Consigne =
Poursuivez le texte sur La Fontaine et la Fronde à la suite de sa dernière phrase.

Texte présenté =
# # # #

La Fontaine vient d’avoir vingt ans. Qu’est-ce qui l’attire dans ces maisons ? "A la suite des "paladins de la Table Ronde" Rambouillet et des Réaux, il fréquente ces belles demeures où il peut converser avec des académiciens, et se plaire en compagnie des jeunes soeurs et cousines de ses amis, lettrées sans pruderie ni préciosité : nul confesseur ni directeur de conscience ne veille sur leur vertu... Il assiste, dès 1641-1643, à l’essor à Paris d’une génération d’artistes ... grâce au rayonnement de la marquise de Rambouillet." (Marc Fumaroli). Nous connaissons par Tallemant des Réaux la liberté de moeurs qui régnait parmi ces jeunes.

Je crois que l’on peut même aller plus loin que Marc Fumaroli et caractériser certains de ces "salons" comme des lieux de résistance intellectuelle et politique.

Dès l’année suivant son mariage, La Fontaine se voit à nouveau attiré par Paris. Il faut dire que des barricades s’y érigent, qu’une révolution s’y allume et que ses amis de jeunesse s’y enflamment.

4) La Fronde et son importance pour les écrivains du 17ème siècle

En 1648, une révolution populaire éclate à Paris qui se couvre de 1260 barricades fin août autour du Palais Royal. Cette mobilisation populaire est relayée par la Fronde des princes qui va durer jusqu’en 1653.

Cinq éléments permettent de camper le contexte et la nature de ce mouvement social :

* la volonté du pouvoir royal, sorti vainqueur de la guerre, de hâter la mise en place de l’absolutisme en limitant les prérogatives de la noblesse de robe.

* une forte mobilisation sociale, en particulier contre la pression fiscale (30 ans de guerre, prévarications de Mazarin et autres...)

* l’essai par de grands féodaux d’utiliser le mouvement social à leur profit

* une société déstabilisée par trente ans de guerre

* une période européenne de haute combativité populaire

La Fontaine s’engage contre Mazarin et le roi. Le site du Musée Jean de La Fontaine résume ainsi l’épisode « Ayant fait l’erreur de prendre parti contre le roi pendant la Fronde ». Bigre ! Ce n’est pas un péché mortel d’avoir pris parti contre le roi, d’autant plus que les écrivains y tenaient un rôle important y acquérant une culture critique, démocratique, parfois même républicaine (L’Ormée à Bordeaux).

Plus de 4000 textes (mazarinades) sont publiés durant la Fronde. Parmi les nombreux anonymes, je suis persuadé que certains émanent de La Fontaine, habitué de la chose. C’est d’ailleurs la seule explication possible de la protection que quelques grandes familles "frondeuses" continueront à lui assurer jusqu’à sa mort. Quels textes ? Je ne sais. Voici des extraits de deux d’entre eux pour donner un aperçu de leur contenu :

le Catéchisme des courtisans de la cour de Mazarin :

D. Qu’est-ce qu’un jesuite ?

R. Un sage politique qui se sert adroitement de sa religion.

D. Qu’est-ce qu’un roy ?

R. Un homme qui est toujours trompé, un maistre qui ne sait jamais son metier.

# # # #

Matériel fourni =
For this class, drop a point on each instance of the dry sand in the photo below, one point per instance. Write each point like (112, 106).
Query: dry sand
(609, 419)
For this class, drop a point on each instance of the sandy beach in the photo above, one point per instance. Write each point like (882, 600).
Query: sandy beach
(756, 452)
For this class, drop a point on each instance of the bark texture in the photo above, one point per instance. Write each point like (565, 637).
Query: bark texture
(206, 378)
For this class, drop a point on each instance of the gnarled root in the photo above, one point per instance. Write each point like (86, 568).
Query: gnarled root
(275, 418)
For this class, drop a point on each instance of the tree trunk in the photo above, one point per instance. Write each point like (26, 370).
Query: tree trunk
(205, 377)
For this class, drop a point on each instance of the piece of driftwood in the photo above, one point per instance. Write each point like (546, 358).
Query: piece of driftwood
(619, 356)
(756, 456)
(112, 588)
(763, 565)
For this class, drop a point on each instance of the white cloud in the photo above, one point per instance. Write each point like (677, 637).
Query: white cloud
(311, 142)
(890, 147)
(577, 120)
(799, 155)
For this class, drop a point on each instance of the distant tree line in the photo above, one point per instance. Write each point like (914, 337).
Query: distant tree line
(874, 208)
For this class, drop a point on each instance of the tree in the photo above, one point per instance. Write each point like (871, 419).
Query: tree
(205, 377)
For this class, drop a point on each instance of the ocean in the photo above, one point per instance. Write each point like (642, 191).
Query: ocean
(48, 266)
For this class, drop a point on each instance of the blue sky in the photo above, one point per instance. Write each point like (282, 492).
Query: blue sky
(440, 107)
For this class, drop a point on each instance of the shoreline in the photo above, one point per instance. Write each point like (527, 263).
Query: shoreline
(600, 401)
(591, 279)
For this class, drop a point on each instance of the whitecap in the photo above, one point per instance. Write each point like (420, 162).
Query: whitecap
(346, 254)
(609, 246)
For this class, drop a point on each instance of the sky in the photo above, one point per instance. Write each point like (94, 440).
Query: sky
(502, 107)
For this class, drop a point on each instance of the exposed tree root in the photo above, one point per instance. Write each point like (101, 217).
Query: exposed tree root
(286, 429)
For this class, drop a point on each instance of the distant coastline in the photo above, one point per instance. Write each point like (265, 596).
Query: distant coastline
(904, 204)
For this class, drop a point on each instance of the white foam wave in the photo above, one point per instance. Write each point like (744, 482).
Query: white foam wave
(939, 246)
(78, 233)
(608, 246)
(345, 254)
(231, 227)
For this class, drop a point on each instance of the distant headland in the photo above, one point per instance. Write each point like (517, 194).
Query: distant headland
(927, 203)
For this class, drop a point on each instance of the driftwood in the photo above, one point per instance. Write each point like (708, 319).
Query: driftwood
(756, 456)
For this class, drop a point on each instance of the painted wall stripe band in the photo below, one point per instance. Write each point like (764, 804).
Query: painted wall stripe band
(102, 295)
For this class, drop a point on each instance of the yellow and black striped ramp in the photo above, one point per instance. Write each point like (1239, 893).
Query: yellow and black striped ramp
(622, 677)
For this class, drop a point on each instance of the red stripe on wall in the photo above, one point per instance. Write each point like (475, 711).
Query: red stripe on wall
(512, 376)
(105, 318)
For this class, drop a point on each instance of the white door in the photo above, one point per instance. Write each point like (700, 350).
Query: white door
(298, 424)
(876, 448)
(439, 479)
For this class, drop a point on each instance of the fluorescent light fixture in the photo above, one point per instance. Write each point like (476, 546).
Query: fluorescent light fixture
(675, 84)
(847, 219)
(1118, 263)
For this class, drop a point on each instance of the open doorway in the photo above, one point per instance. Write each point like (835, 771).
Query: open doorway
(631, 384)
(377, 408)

# # # #

Résultat =
D. Qu’est-ce qu’un prince ?

R. Un crime que l’on n’ose punir.

D. Qu’est-ce qu’un financier ?

R. C’est un voleur royal.

D. Qu’est-ce qu’un devot ?

R. Un ermite mondain.

Instruction de la loi mazarine

D. Quel est le signe de Mazarin ?

R. C’est le signe de la croix imprimé sur l’or et sur l’argent.

D. Quelles sont les vertus cardinales ?

R. Quatre, savoir : trahison, ingratitude, insolence et paillardise.

Plutôt que décrire les évènements, très complexes, de la Fronde, il est plus utile à notre argumentation d’insister sur ses conséquences dans l’histoire littéraire française.

Xavier Darcos occulte complètement ce point dans son Histoire littéraire ; l’article de Wikipedia en fait autant. Ce choix par défaut est nouveau.

Voici par exemple le point de vue d’Hippolyte Fortoul, grand critique littéraire du 19è puis ministre de l’Instruction publique (homme que l’on peut classer politiquement à droite) durant le Second Empire.

" Toute la littérature du grand siècle se trempa dans ces orages... La Rochefoucauld, l’auteur des Maximes, était un des héros de la Fronde ; Pascal s’inspira d’elle ; Molière commença pendant qu’elle régnait, et fut bientôt un admirable représentant de son esprit ; Saint-Evremond lui dut son enjouement et son exil ; Bussy Rabutin le feu de son audace ; madame de Sévigné, les grâces vives de sa causerie ; La Fontaine, les libertés et la profondeur de sa raison ; Corneille, qui jusque là avait peint les personnages les plus héroïques de l’antiquité et des temps modernes, apprit d’elle à mettre en scène les intrigues de cour et à développer les discussions politiques ; Boileau lui-même, qui travaillait alors chez maître Patru, frondeur passionné, puisa dans ces troubles un sentiment démocratique qui ne s’effaça jamais entièrement de son âme, et qui produisit l’épître à Dangeau sur la noblesse, œuvre aussi hardie que le Tartufe ; Bossuet put juger pendant ses alternatives du néant de toutes les grandeurs que son éloquente voix accompagna plus tard dans la tombe.

" Ainsi la Fronde fut une excellente école où s’éleva tout ce que le génie de la nation a produit de plus grand et de plus beau. La Fronde ne mourut donc pas ; elle continua à vivre dans la littérature française..."

Louis XIV, Colbert et Séguier pardonneront à ceux qui feront publiquement acte de repentance et de soumission ; La Fontaine ne fera pas partie de ceux-là. Il est vrai qu’il aggravera son cas en défendant son mécène malgré l’acharnement du pouvoir politique contre celui-ci.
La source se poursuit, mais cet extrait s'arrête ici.